* **SOURCE EXCERPT**
start
Civil Religion, Religious Groups, and the Early American Republic.

I went against type and came up with a title that just tells the reader what the book is about.  No colons!

Here is the current draft of the 1-para precis.

   My dissertation, "Civil Religion, Religious Groups, and the Early American Republic" is about how Americans created a multi-denominational civil religion that could compel citizens to good behavior  without coercing obedience to any state church.  The founding generation were all Christians or post-Christian Deists who appealed to Providence but chose not to define the nation in religious terms.  More, while several states defined themselves as Christian Republics, none maintained that identity for long.  By the 1820s, Americans had turned to civil Providence, treating the Constitution as Scripture and promising each other that the nation would prosper if only it held to its founding documents.  Presidents served as high priests of American civil religion, using public pronouncements to frame the issues of the day, and claiming that the test of a nation was its ability to secure the civil and religious liberty of its citizens.   Meanwhile, many Americans claimed that the nation shared a common Christianity, which they located in benevolent organizations, the doctrine that Christianity was part of the common law, and the civic faith that enforced oaths and good behavior.  This common Christianity splintered and fell apart after 1828 because of arguments over Sunday Mails, Masons, and even the words of the Bible.  This splintering accelerated in the 1840s under the pressures of Catholic immigration and sectional disagreements over slavery.  By the 1850s, Evangelicals, liberals, Catholics and the other major groups of American Christians gave up on trying to appeal to or even define a common Christianity and instead resolved to live in a fully pluralist nation.  Religion mattered, but civil religion took precedence in public life.
end
[Dataset rows]
start
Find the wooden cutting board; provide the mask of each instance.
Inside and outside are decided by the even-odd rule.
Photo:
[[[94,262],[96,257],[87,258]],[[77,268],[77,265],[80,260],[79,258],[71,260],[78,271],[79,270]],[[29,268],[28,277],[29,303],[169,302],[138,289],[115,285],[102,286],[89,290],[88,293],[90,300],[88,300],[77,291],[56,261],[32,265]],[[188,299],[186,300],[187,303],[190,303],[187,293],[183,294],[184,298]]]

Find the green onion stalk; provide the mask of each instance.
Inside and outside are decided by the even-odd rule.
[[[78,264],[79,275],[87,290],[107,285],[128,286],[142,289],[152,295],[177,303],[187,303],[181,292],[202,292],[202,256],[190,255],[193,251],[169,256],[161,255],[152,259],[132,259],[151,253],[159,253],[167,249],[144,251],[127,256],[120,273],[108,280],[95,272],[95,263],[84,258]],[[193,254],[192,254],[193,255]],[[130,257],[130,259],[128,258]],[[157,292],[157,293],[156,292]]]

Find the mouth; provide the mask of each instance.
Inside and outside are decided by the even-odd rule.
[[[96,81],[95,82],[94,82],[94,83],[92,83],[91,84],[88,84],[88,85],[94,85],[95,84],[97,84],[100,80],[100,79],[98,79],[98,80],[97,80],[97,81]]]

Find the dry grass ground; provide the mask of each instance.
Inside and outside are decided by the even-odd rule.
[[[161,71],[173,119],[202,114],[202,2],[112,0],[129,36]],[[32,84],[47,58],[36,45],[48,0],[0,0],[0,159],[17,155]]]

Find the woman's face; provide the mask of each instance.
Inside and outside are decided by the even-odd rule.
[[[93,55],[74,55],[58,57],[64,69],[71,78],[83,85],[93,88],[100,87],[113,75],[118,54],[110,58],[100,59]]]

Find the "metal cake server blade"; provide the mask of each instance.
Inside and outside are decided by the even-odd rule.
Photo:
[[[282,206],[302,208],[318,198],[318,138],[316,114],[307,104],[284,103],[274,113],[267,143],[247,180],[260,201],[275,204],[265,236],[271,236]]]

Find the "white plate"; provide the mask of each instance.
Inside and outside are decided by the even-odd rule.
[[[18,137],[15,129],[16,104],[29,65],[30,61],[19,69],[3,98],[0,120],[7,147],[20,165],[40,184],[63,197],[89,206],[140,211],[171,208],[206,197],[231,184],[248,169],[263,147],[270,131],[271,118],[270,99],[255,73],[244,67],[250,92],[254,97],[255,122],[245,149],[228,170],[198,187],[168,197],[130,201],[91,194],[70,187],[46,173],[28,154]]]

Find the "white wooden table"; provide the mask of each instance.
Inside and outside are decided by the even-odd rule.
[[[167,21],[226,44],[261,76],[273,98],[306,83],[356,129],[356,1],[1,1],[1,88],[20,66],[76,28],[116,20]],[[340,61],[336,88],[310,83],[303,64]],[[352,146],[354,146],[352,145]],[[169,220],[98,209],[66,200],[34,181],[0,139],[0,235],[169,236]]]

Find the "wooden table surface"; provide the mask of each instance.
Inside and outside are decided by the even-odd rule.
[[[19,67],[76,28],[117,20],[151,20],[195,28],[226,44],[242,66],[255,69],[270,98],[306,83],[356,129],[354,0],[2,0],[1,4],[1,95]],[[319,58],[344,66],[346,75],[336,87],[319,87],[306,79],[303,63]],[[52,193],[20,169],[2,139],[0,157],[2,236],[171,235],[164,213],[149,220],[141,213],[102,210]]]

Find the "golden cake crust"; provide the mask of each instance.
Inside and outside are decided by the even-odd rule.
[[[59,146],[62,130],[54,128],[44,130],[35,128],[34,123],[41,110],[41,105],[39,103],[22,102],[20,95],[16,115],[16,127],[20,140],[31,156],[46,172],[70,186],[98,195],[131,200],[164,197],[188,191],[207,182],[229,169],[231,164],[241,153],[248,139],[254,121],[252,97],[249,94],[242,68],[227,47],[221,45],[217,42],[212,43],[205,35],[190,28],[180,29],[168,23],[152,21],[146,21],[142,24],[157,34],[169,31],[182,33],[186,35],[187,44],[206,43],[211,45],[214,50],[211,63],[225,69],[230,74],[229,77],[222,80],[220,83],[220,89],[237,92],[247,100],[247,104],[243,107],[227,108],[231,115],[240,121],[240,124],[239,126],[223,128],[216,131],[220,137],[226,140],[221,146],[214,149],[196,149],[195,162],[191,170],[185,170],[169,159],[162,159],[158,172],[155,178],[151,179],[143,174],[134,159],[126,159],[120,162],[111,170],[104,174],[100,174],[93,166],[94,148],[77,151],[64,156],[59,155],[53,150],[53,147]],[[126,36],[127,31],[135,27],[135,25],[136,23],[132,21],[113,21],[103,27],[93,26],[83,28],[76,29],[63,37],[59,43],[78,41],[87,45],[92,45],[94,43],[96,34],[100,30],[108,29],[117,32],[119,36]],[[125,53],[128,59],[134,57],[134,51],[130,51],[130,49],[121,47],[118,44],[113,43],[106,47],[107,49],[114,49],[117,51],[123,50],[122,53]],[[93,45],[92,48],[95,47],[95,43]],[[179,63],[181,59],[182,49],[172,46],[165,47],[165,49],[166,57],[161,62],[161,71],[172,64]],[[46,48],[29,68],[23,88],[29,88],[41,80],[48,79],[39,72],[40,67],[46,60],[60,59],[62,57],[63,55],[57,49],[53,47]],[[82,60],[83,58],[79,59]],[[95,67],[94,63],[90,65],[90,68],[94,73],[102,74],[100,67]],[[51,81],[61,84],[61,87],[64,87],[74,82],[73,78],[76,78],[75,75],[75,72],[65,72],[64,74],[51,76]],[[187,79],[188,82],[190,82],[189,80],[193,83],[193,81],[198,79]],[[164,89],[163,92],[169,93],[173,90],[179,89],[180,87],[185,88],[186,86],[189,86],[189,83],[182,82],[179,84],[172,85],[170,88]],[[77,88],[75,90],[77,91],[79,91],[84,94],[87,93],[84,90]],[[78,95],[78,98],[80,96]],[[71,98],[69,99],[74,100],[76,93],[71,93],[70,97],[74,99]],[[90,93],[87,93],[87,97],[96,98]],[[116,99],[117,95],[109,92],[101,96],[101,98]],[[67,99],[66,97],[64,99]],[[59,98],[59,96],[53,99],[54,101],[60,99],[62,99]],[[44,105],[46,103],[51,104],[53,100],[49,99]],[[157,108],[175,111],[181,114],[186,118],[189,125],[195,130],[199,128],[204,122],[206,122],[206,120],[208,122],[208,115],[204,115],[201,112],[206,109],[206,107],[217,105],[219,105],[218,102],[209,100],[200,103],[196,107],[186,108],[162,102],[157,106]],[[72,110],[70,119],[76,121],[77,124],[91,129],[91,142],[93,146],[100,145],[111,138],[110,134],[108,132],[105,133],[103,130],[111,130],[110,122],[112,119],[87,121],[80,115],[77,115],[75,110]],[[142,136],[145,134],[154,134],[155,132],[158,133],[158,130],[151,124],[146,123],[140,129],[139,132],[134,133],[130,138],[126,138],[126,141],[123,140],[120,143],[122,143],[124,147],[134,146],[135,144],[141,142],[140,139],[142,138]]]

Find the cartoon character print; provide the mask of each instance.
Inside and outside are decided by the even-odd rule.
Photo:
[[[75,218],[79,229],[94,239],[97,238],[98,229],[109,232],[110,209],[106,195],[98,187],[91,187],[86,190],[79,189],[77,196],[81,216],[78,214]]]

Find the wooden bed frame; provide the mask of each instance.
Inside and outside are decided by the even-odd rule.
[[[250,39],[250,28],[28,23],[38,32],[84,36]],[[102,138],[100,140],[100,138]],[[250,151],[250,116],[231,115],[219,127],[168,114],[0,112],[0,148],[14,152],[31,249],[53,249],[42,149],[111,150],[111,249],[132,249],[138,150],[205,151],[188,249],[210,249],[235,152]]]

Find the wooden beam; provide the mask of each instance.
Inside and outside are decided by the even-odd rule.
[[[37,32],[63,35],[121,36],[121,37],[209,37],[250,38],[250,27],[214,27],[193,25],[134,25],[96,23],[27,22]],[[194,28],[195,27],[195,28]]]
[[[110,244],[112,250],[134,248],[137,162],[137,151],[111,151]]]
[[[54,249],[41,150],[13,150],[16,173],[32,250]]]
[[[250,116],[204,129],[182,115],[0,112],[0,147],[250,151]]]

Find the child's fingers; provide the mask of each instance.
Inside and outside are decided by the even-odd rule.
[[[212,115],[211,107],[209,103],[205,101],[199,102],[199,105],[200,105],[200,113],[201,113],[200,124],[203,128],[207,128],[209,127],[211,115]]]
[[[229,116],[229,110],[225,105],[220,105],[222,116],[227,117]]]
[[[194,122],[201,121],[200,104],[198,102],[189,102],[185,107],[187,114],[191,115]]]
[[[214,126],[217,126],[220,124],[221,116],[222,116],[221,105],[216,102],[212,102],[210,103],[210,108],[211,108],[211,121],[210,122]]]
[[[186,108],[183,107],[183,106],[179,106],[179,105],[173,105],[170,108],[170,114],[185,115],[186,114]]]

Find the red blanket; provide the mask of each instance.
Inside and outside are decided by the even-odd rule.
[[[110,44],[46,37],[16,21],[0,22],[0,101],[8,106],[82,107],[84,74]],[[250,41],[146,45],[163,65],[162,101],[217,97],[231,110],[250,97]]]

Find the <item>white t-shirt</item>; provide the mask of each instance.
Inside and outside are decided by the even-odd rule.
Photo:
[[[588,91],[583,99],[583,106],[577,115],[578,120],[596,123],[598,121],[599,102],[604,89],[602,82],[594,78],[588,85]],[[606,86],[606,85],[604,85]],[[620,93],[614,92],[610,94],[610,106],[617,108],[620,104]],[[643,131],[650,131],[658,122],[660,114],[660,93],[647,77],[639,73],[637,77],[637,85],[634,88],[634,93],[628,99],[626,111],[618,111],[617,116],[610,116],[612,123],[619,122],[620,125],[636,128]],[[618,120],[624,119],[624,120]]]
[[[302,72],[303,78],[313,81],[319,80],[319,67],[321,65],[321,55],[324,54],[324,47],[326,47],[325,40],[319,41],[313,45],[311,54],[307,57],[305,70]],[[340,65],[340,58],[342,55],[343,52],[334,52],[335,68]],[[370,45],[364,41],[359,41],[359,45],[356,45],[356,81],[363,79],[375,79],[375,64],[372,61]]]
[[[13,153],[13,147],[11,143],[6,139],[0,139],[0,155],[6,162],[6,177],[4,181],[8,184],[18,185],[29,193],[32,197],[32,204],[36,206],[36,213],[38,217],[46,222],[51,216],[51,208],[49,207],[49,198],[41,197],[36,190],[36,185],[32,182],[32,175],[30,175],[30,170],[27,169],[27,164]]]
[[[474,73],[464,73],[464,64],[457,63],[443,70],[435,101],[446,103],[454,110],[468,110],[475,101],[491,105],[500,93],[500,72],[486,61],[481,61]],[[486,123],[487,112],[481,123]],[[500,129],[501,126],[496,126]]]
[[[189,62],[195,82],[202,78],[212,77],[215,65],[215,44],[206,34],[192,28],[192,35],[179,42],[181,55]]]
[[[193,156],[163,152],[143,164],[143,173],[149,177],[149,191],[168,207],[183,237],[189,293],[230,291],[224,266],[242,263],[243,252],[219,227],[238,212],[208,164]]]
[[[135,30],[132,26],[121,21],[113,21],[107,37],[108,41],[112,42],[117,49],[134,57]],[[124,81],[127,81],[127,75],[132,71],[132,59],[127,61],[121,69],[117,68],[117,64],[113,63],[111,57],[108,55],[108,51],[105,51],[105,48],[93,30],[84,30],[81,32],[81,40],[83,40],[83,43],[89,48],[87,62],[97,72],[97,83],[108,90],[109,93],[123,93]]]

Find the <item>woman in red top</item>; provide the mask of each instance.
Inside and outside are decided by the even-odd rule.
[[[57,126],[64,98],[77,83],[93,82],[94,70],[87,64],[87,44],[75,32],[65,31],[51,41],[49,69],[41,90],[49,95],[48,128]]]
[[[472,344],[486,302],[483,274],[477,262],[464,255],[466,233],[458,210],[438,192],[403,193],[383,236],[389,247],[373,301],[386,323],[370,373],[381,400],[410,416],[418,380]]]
end
* **DIRECTIVE 1**
Answer the following questions using the dissertation precis.
(a) By which decade had Americans turned to civil Providence?
(b) After which year did the common Christianity splinter and fall apart?
(c) Which two pressures accelerated that splintering in the 1840s?
* **DIRECTIVE 2**
Format the records as a JSON list of strings, one string per line and blank lines omitted. Begin with the line containing "Find the <item>woman" and continue through the end of the records.

* **FINISHED ANSWER 1**
(a) The 1820s.
(b) 1828.
(c) Catholic immigration and sectional disagreements over slavery.

* **FINISHED ANSWER 2**
[
  "Find the <item>woman in red top</item>; provide the mask of each instance.",
  "Inside and outside are decided by the even-odd rule.",
  "[[[57,126],[64,98],[77,83],[93,82],[94,70],[87,64],[87,44],[75,32],[65,31],[51,41],[49,69],[41,90],[49,95],[48,128]]]",
  "[[[472,344],[486,302],[483,274],[477,262],[464,255],[466,233],[458,210],[438,192],[403,193],[383,236],[389,247],[373,301],[386,323],[370,373],[381,400],[410,416],[418,380]]]"
]